» **GIVEN REQUEST**
Output every line of the material exactly, omitting images.

» **SUPPLIED RECORDS**

========================================================================

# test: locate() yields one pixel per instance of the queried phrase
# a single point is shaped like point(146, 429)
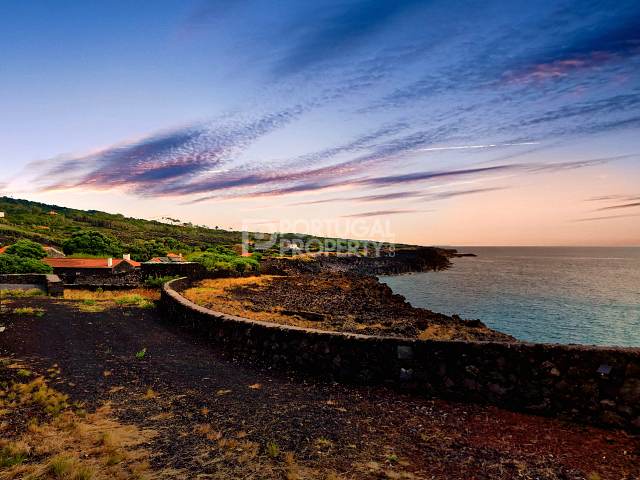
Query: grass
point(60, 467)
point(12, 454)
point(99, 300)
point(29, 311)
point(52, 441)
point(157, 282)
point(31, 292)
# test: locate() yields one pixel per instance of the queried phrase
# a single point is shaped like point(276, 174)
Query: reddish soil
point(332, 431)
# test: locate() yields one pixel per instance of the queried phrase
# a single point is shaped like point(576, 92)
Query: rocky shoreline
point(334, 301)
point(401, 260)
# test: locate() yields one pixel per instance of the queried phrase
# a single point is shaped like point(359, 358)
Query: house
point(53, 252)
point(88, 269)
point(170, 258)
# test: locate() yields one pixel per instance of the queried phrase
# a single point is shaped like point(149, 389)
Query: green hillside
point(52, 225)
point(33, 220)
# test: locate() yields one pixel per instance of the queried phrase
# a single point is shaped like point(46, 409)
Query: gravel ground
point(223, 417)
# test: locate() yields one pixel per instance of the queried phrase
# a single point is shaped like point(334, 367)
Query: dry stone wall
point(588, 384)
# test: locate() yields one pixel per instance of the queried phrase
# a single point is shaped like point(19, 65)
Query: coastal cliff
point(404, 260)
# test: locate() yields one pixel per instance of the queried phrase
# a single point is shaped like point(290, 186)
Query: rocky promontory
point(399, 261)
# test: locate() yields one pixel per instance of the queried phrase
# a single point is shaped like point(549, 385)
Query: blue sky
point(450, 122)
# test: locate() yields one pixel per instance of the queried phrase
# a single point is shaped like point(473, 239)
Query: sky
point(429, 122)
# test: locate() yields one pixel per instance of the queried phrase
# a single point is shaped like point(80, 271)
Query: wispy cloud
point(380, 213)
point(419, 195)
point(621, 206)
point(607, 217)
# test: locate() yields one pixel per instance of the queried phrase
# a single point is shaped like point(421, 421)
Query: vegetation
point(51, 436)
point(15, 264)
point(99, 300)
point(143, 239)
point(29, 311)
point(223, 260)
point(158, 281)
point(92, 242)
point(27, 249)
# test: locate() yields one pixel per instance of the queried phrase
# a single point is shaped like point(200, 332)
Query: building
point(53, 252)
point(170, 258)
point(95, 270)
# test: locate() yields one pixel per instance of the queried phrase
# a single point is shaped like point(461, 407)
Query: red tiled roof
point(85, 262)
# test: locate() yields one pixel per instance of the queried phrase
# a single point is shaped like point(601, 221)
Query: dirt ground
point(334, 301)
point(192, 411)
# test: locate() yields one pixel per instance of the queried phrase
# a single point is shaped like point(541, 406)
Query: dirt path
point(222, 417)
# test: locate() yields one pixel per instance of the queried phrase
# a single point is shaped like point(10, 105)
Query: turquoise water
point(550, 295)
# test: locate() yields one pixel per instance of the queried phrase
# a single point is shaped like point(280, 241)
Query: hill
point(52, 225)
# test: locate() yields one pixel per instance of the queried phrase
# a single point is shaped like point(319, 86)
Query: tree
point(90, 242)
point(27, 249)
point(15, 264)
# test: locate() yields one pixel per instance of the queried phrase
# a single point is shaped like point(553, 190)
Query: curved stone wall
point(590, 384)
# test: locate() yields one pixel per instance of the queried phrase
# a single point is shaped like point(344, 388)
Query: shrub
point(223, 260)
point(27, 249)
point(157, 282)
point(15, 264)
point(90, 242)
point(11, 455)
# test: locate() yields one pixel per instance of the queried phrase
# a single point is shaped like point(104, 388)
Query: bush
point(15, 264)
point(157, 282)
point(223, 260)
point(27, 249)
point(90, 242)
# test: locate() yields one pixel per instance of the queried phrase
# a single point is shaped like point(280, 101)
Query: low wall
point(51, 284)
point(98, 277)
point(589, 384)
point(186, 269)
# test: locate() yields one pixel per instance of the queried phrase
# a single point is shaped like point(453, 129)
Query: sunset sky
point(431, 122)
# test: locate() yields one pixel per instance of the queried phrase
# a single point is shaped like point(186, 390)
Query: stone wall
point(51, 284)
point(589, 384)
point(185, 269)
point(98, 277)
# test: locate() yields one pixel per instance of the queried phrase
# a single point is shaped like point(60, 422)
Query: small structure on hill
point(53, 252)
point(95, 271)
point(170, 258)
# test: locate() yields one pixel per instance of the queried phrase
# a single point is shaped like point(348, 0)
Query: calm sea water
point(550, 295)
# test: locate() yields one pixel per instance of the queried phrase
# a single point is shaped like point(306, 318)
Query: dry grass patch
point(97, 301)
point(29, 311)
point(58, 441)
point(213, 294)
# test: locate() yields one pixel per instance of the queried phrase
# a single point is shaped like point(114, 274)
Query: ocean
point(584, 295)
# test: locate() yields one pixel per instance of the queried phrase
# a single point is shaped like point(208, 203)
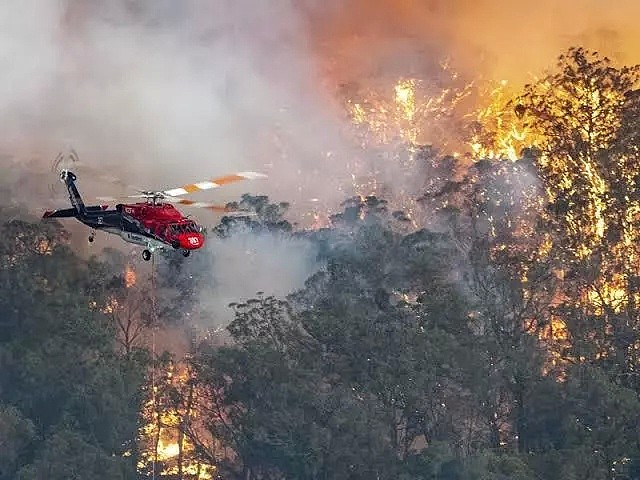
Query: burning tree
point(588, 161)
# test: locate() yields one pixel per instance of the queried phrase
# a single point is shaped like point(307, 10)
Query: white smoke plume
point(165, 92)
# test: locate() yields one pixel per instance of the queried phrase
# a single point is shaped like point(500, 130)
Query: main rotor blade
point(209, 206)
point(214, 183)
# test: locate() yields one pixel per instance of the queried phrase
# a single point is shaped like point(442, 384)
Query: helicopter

========================================================================

» **RESULT FOR THIS TASK**
# test: locate() yields one pixel per instance of the queried phrase
# a single point is shaped like point(146, 429)
Query: grass
point(60, 467)
point(12, 454)
point(99, 300)
point(29, 311)
point(52, 441)
point(157, 282)
point(31, 292)
# test: locate() yields one pixel per instance of the queried phrase
# a single point is shaped like point(276, 174)
Query: reddish soil
point(332, 431)
# test: locate() yields one pixel per instance of the queried phrase
# a single point is shaped like point(576, 92)
Query: rocky shoreline
point(334, 301)
point(401, 260)
# test: locate() yields one pixel per instance of the queried phrase
# a single point is shaped like point(359, 358)
Query: house
point(53, 252)
point(88, 269)
point(170, 258)
# test: locate() yields one pixel per instance of the queried phrase
# a single point is shaped like point(149, 389)
Query: green hillside
point(52, 225)
point(33, 220)
# test: locate() yields one pixel per instance of the queried phrase
# a single point is shaped like point(46, 409)
Query: gravel ground
point(223, 417)
# test: locate() yields one pixel per instance of the queried phrase
# a single point is shaped like point(334, 367)
Query: dry stone wall
point(588, 384)
# test: locate() yields one pixel per instance of the queried phrase
# a single point is shaped like point(19, 65)
Query: coastal cliff
point(404, 260)
# test: locate() yields one pixel per instance of the queried phrase
# a single point is shaped like point(290, 186)
Query: rocky promontory
point(399, 261)
# test: locate() yields one pixel per instance of the queried phrase
# a single point is shaped like point(549, 385)
Query: blue sky
point(450, 122)
# test: locate() yields one pixel per instance of the queried phrase
# a single point is shaped like point(473, 239)
Query: sky
point(429, 122)
# test: locate() yields one pixel per instance of the queried phrase
# a single point is shaped like point(80, 271)
Query: wispy cloud
point(380, 213)
point(419, 195)
point(621, 206)
point(607, 217)
# test: locate() yields one pixel per instance of the queried phrase
# a single point is shaped like point(421, 421)
Query: vegetation
point(51, 436)
point(15, 264)
point(99, 300)
point(143, 239)
point(29, 311)
point(223, 260)
point(158, 281)
point(92, 242)
point(27, 249)
# test: locate() yields one pixel per instance of the queried phrase
# a single point is shaped like point(200, 332)
Query: building
point(53, 252)
point(170, 258)
point(95, 270)
# test: locate() yields one pixel per instance of the queried phrase
# a single point is shaped like point(461, 407)
Query: red tiled roof
point(85, 262)
# test: locate() yields one pixel per instance of the queried phrase
# a single point is shaped like point(601, 221)
Query: dirt ground
point(334, 301)
point(192, 411)
# test: locate() yields one pixel per instance of the queried phrase
# a single point is shaped like point(541, 406)
Query: dirt path
point(222, 417)
# test: locate() yields one pixel per instance of the queried phrase
# a single point is shaped like point(10, 105)
Query: turquoise water
point(550, 295)
# test: locate() yields one pixel per instance of the queried phrase
# a single point is shaped like point(280, 241)
Query: hill
point(52, 225)
# test: locate() yields one pixel per instance of the queried phrase
# a single point is shaped like point(319, 86)
Query: tree
point(90, 242)
point(27, 249)
point(15, 264)
# test: locate() yields one pixel per instance of the queried phrase
# a single point is shaped like point(553, 190)
Query: curved stone wall
point(590, 384)
# test: locate() yields one pixel per instance of the queried phrase
# a single point is shaped like point(344, 388)
Query: shrub
point(223, 260)
point(27, 249)
point(157, 282)
point(15, 264)
point(90, 242)
point(11, 455)
# test: locate() yields one pixel per instance of the queried phrase
# a single point is shaped like point(104, 388)
Query: bush
point(15, 264)
point(157, 282)
point(223, 260)
point(27, 249)
point(90, 242)
# test: locate() yields one pixel per instance of the queried phrase
# a single point is shaped like point(280, 101)
Query: low wall
point(51, 284)
point(98, 277)
point(589, 384)
point(186, 269)
# test: locate() yields one pixel per instance of the queried phrase
# a single point is shaped like point(453, 129)
Query: sunset sky
point(431, 122)
# test: locate() yields one pixel per instance of the queried phrase
# a single point is shaped like point(186, 390)
Query: stone wall
point(51, 284)
point(589, 384)
point(185, 269)
point(98, 277)
# test: locate() yields one pixel per instance of the queried phrase
# a single point is shaped like point(60, 422)
Query: small structure on hill
point(53, 252)
point(95, 271)
point(170, 258)
# test: locate() yields one pixel per instance of the queried phrase
# a single point is shaped like point(348, 0)
Query: calm sea water
point(550, 295)
# test: locate() yields one pixel per instance of the queried phrase
# a single point is shaped like point(306, 318)
Query: dry grass patch
point(97, 301)
point(29, 311)
point(58, 441)
point(213, 294)
# test: locate() yields one pixel per instance of the queried phrase
# a single point is shaped like point(114, 274)
Query: ocean
point(584, 295)
# test: locate() yields one pixel per instance of the queried phrase
# a single point is shaped like point(208, 203)
Query: burning tree
point(588, 161)
# test: locate() yields one pixel per instance of the queried phrase
# a single point is shaped like point(307, 10)
Query: white smoke plume
point(165, 92)
# test: locate() yields one pixel per instance of the queried phrase
# a single point is shaped like point(500, 130)
Query: main rotor blade
point(209, 206)
point(214, 183)
# test: locate() yields one pixel per instance of the queried phrase
# a single point is shaped like point(442, 384)
Query: helicopter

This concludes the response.